• [Work to complete]:
**a.** In the LR(1) parser glossary, what are the two steps an LR(1) parser can perform?
**b.** Rewrite the LR(1) parser glossary, everything from "To do it’s job" down to "the parse table.", putting "state table" in place of "parse table".
**c.** Extend the LR(1) parser glossary past its final sentence.

• [Source passage]:

To do it’s job the parser needs only the base structure of the graph, not the details used to build it. In fact the item sets can be represented by a integer, which can conveniently be used as an index into an array whose elements contain the reduce table and shift table for the node the item set represented. This stripped down version of the item set graph is the parse table.
Glossary¶
- Action
A action is a collective name for the two steps an LR(1) parser can perform: shift and reduce. Alternatively, if the parse table is thought of as a graph, an action is the name of a line connecting the nodes in the graph. The name for a node in the graph is a state.
- Ambiguous
A parser of any sort has two jobs: to verify the input is valid according to the grammar, and to create a parse tree for it. The words create a parse tree could equally well be written assign meaning. Eg,
9 + 3 / 2
is a valid arithmetic, but without the normal rules of arithmetic could have two different meanings:9 + (3 / 3) = 10
or(9 + 3) / 3 = 4
. In English, jokes are based on this same ambiguity, eg, Time flies like an arrow. It follows a parser would not be much use if it could not assign a unique meaning to every input sequence. Sadly it is possible (even easy) to write grammars that don’t assign a unique meaning to every input sequence. These grammars are rejected by the parser constructor as ambiguous. Even more sadly no practical parser, including LR(1), is powerful enough to recognise all non-ambiguous grammars, so they incorrectly say that some non-ambiguous grammars are ambiguous. The only work around is to re-write the grammar in a form the parser can use, and post process the parse tree if the new version is too far from the truth.- Closure
Closure the name for both an operation performed by item sets during their construction and the output of that operation, which is a set of items. An item set is a set of items, ie, partially recognised productions. Initially an item set contains just its core. If the next expected symbol of any item in the item set is a non-terminal, ie the left hand side of another production, then it follows the parser is also recognising this new item, which is that production with its dot at the start. This new item becomes part of the closure. That new item could also have a non-terminal at its start, thus yielding another new item recursively. All items added in this way become the item sets closure.
- Core
The core is the name of the initial subset of items in an item set. The core is constructed from the item sets in the state graph that have lines leading to this new item set. It is the items in those ancestor item sets after the recognition of the symbol labelling the line connecting them. The dot of those items has been moved along one position to reflect the recognition of that symbol.

• [Records provided]:
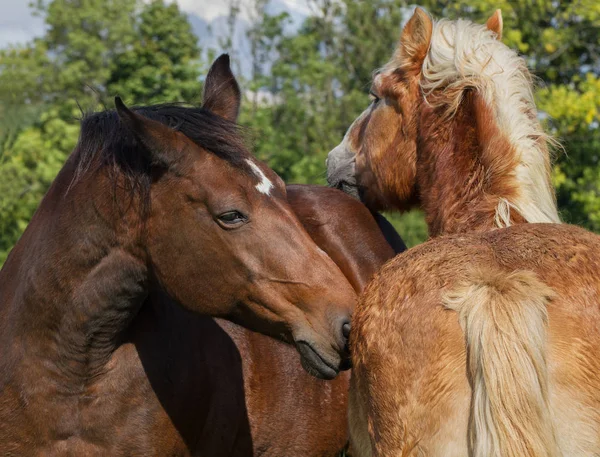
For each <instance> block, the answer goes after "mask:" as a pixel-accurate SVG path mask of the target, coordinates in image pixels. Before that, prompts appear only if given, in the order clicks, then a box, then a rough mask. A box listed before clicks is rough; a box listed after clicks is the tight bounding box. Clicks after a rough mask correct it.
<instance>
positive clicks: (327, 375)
mask: <svg viewBox="0 0 600 457" xmlns="http://www.w3.org/2000/svg"><path fill="white" fill-rule="evenodd" d="M296 347H297V348H298V352H299V353H300V363H301V364H302V367H303V368H304V369H305V370H306V372H307V373H308V374H310V375H312V376H314V377H316V378H319V379H334V378H335V377H336V376H337V375H338V374H339V373H340V368H338V367H336V365H340V362H339V360H338V361H337V363H336V364H334V363H332V362H331V361H328V360H326V359H325V358H324V357H323V356H322V355H321V354H319V352H317V351H316V350H315V349H314V348H313V346H312V345H311V344H310V343H307V342H306V341H297V342H296ZM344 368H345V367H344Z"/></svg>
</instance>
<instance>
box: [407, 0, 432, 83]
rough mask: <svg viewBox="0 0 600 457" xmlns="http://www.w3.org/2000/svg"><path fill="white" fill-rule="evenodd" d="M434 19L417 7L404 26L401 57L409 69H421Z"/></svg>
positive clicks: (423, 60)
mask: <svg viewBox="0 0 600 457" xmlns="http://www.w3.org/2000/svg"><path fill="white" fill-rule="evenodd" d="M432 31H433V21H432V20H431V17H429V14H427V13H426V12H425V10H423V9H422V8H419V7H417V8H416V9H415V12H414V14H413V15H412V17H411V18H410V20H409V21H408V23H407V24H406V25H405V26H404V30H402V35H401V37H400V46H399V51H400V56H399V57H400V58H401V62H402V65H403V66H405V67H407V68H408V69H411V70H415V71H419V72H420V71H421V66H422V65H423V61H424V60H425V57H426V56H427V51H428V50H429V44H430V42H431V33H432Z"/></svg>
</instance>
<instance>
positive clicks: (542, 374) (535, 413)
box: [444, 271, 561, 457]
mask: <svg viewBox="0 0 600 457" xmlns="http://www.w3.org/2000/svg"><path fill="white" fill-rule="evenodd" d="M553 296H554V292H553V291H552V290H551V289H550V288H549V287H548V286H546V285H545V284H544V283H542V282H541V281H540V280H539V279H538V278H537V276H536V275H535V274H534V273H533V272H529V271H515V272H513V273H506V272H500V271H497V272H489V271H486V272H477V273H475V274H473V275H471V276H470V280H469V282H468V283H466V284H464V285H462V286H461V287H459V289H458V290H456V291H454V292H452V293H451V294H449V295H448V296H446V297H445V302H444V304H445V305H446V307H447V308H450V309H453V310H455V311H456V312H457V313H458V314H459V319H460V322H461V325H462V328H463V330H464V332H465V339H466V346H467V370H468V373H469V377H470V379H469V381H470V383H471V387H472V397H471V413H470V423H469V444H470V453H469V455H470V456H472V457H506V456H511V457H558V456H560V455H561V454H560V451H559V448H558V445H557V442H556V437H555V433H554V429H553V424H552V418H551V413H550V409H549V405H548V365H547V362H546V329H547V323H548V315H547V309H546V305H547V304H548V302H549V301H550V300H551V298H552V297H553Z"/></svg>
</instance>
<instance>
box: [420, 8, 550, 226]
mask: <svg viewBox="0 0 600 457" xmlns="http://www.w3.org/2000/svg"><path fill="white" fill-rule="evenodd" d="M421 87H422V90H423V92H424V95H425V97H426V100H427V101H428V102H429V103H432V104H435V105H442V104H443V105H444V106H447V107H448V109H449V115H452V114H453V113H454V112H455V111H456V110H457V108H458V106H459V104H460V103H461V101H462V96H463V94H464V92H465V89H475V90H477V91H478V92H479V93H480V94H481V95H482V96H483V98H484V100H485V101H486V102H487V104H488V106H489V107H490V108H491V109H492V110H493V112H494V114H495V116H496V119H497V122H498V127H499V129H500V131H502V132H503V133H504V134H505V135H506V136H507V138H508V140H509V142H510V144H511V145H513V148H511V150H512V151H514V153H515V154H518V160H517V163H518V164H517V166H516V169H515V170H514V176H515V180H516V182H517V184H518V186H519V188H520V189H519V193H518V196H517V197H516V198H514V199H513V200H512V201H509V200H508V199H501V201H500V203H499V204H498V207H497V209H496V224H497V225H498V226H499V227H505V226H508V225H510V211H511V209H512V210H514V211H517V212H518V213H519V214H520V215H521V216H522V217H523V218H524V219H525V220H526V221H527V222H560V218H559V216H558V211H557V208H556V200H555V196H554V190H553V188H552V184H551V180H550V179H551V178H550V157H549V153H548V143H549V142H552V141H553V140H552V138H551V137H550V136H549V135H547V134H546V133H545V132H544V130H543V129H542V126H541V125H540V123H539V121H538V119H537V110H536V107H535V102H534V99H533V93H532V78H531V75H530V73H529V71H528V70H527V66H526V64H525V61H524V60H523V59H522V58H521V57H519V56H518V55H517V53H516V52H515V51H513V50H512V49H510V48H508V47H507V46H505V45H504V44H503V43H502V42H501V41H499V40H498V39H496V35H495V33H494V32H492V31H490V30H489V29H487V28H486V27H485V26H482V25H478V24H474V23H472V22H469V21H465V20H460V19H459V20H457V21H447V20H440V21H438V22H435V23H434V26H433V33H432V37H431V44H430V48H429V52H428V53H427V56H426V57H425V60H424V63H423V67H422V80H421ZM436 89H442V90H443V92H442V96H441V97H439V98H440V100H438V99H437V98H436V100H435V101H434V100H433V99H432V97H429V95H430V94H431V93H432V92H433V91H434V90H436ZM438 92H439V91H438Z"/></svg>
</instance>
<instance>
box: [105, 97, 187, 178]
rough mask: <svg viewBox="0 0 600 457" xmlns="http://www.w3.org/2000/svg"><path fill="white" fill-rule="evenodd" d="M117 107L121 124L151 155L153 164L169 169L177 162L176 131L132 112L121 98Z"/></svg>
mask: <svg viewBox="0 0 600 457" xmlns="http://www.w3.org/2000/svg"><path fill="white" fill-rule="evenodd" d="M115 107H116V109H117V114H118V115H119V119H120V120H121V122H122V123H123V124H124V125H125V126H126V127H127V128H128V129H129V130H130V131H131V132H132V133H133V134H134V135H135V137H136V139H137V140H138V141H139V142H140V143H141V144H142V145H143V146H144V148H145V149H146V150H147V151H148V152H149V153H150V160H151V162H152V164H154V165H160V166H165V167H169V166H170V165H171V164H173V163H174V162H175V161H176V153H175V151H176V150H177V142H178V138H177V132H175V130H173V129H170V128H169V127H167V126H166V125H164V124H161V123H160V122H156V121H153V120H151V119H148V118H147V117H145V116H141V115H139V114H137V113H135V112H134V111H131V110H130V109H129V108H127V106H125V103H123V100H121V97H115Z"/></svg>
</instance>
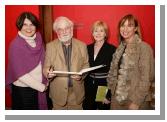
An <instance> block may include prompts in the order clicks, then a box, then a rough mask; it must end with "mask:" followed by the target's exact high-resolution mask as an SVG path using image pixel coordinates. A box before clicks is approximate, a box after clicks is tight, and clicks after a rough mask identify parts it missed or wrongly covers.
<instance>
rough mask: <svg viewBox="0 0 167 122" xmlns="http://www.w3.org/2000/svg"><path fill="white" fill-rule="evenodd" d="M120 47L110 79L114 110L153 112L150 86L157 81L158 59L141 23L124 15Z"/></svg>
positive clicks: (130, 16) (120, 42)
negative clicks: (155, 59) (140, 30)
mask: <svg viewBox="0 0 167 122" xmlns="http://www.w3.org/2000/svg"><path fill="white" fill-rule="evenodd" d="M118 29H119V40H120V45H119V46H118V48H117V50H116V52H115V54H114V55H113V60H112V62H111V67H110V71H109V75H108V78H107V81H108V86H109V88H110V89H111V93H112V100H111V109H114V110H137V109H144V110H146V109H150V104H149V101H151V97H150V95H151V94H150V86H151V84H152V82H153V81H154V57H153V51H152V49H151V47H150V46H149V45H148V44H147V43H145V42H143V41H142V39H141V33H140V28H139V24H138V21H137V20H136V19H135V17H134V16H133V15H130V14H129V15H126V16H124V17H123V18H122V19H121V20H120V22H119V25H118Z"/></svg>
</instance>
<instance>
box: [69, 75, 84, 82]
mask: <svg viewBox="0 0 167 122" xmlns="http://www.w3.org/2000/svg"><path fill="white" fill-rule="evenodd" d="M71 78H72V79H74V80H76V81H80V80H81V79H82V76H81V75H71Z"/></svg>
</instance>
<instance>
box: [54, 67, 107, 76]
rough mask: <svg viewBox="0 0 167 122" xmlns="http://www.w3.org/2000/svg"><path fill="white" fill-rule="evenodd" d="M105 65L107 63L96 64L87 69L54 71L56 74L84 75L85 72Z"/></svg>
mask: <svg viewBox="0 0 167 122" xmlns="http://www.w3.org/2000/svg"><path fill="white" fill-rule="evenodd" d="M102 67H105V65H99V66H94V67H90V68H86V69H82V70H81V71H80V72H68V71H53V73H55V74H70V75H82V74H83V73H86V72H89V71H92V70H95V69H99V68H102Z"/></svg>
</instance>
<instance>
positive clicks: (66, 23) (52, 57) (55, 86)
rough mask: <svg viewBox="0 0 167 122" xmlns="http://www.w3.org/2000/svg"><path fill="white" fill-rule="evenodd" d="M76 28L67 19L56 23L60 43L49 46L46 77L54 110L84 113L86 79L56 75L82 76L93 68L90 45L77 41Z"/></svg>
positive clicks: (59, 41)
mask: <svg viewBox="0 0 167 122" xmlns="http://www.w3.org/2000/svg"><path fill="white" fill-rule="evenodd" d="M73 27H74V24H73V22H72V21H71V20H69V19H68V18H67V17H58V18H57V19H56V20H55V21H54V23H53V30H54V32H56V34H57V37H58V38H57V39H55V40H53V41H51V42H50V43H48V44H47V45H46V55H45V62H44V74H45V76H46V77H47V78H52V80H51V81H50V86H49V87H50V88H49V97H50V98H51V100H52V103H53V108H52V109H53V110H76V109H78V110H81V109H82V103H83V99H84V94H85V92H84V78H85V75H60V74H55V73H53V72H52V71H53V70H57V71H68V72H79V71H80V70H82V69H84V68H88V67H89V63H88V54H87V47H86V44H84V43H83V42H81V41H79V40H78V39H75V38H73Z"/></svg>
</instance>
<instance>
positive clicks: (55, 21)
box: [53, 16, 74, 31]
mask: <svg viewBox="0 0 167 122" xmlns="http://www.w3.org/2000/svg"><path fill="white" fill-rule="evenodd" d="M63 21H65V22H67V23H68V24H69V25H70V26H71V27H73V26H74V23H73V22H72V21H71V20H70V19H69V18H67V17H64V16H60V17H58V18H56V19H55V21H54V23H53V30H54V31H57V29H58V28H59V27H58V25H59V23H61V22H63Z"/></svg>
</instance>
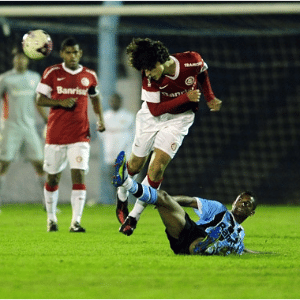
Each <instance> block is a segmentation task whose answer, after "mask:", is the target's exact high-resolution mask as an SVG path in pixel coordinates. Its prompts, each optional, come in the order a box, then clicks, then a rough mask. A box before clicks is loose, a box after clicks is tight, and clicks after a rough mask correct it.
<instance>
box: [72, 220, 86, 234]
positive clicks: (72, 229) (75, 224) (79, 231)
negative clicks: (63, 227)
mask: <svg viewBox="0 0 300 300" xmlns="http://www.w3.org/2000/svg"><path fill="white" fill-rule="evenodd" d="M69 231H70V232H85V229H84V228H83V227H81V225H80V223H79V222H75V223H73V224H72V225H71V227H70V230H69Z"/></svg>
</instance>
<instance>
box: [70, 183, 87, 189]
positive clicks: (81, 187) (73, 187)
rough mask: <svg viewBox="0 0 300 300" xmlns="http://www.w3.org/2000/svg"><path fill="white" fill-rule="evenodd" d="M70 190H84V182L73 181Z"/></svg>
mask: <svg viewBox="0 0 300 300" xmlns="http://www.w3.org/2000/svg"><path fill="white" fill-rule="evenodd" d="M72 190H86V185H85V184H84V183H75V184H73V187H72Z"/></svg>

• [Answers to the exercise]:
**a.** Shift and reduce.

**b.**
To do it’s job the parser needs only the base structure of the graph, not the details used to build it. In fact the item sets can be represented by a integer, which can conveniently be used as an index into an array whose elements contain the reduce table and shift table for the node the item set represented. This stripped down version of the item set graph is the state table.

**c.**
- Conflict
- Reduce/Reduce
- Shift/Reduce
The job of the parser generator is to create a graph. The nodes of the graph become the parsers states. The lines that join the nodes of the graph are termed actions. They are labeled with the symbol the parser just recognised. If the parser generator can’t uniquely decide what the next state should be when symbol is seen (ie several lines would be labelled with the same symbol), the grammar is said to have a conflict. This means the grammar is ambiguous, because having several possible states reachable for the same symbol means there are several possible parse trees. For an LR parser one of the conflicting actions will always be a reduce because an LR parser only makes a decision once it has seen an entire production. Since there are two types of actions, shift and reduce, this means a conflict must be between a shift and a reduce which is termed a Shift/Reduce conflict or it could be between two reduces which is termed a Reduce/Reduce conflict.
- Dot
- ^
Marks a position in the right hand side of a production. In days gone by when parse tables were constructed manually on paper, a human would mark a dot in a production to keep track of where he was up to. In a computer the position of a dot is represented by the number of symbols on the right hand side seen so far.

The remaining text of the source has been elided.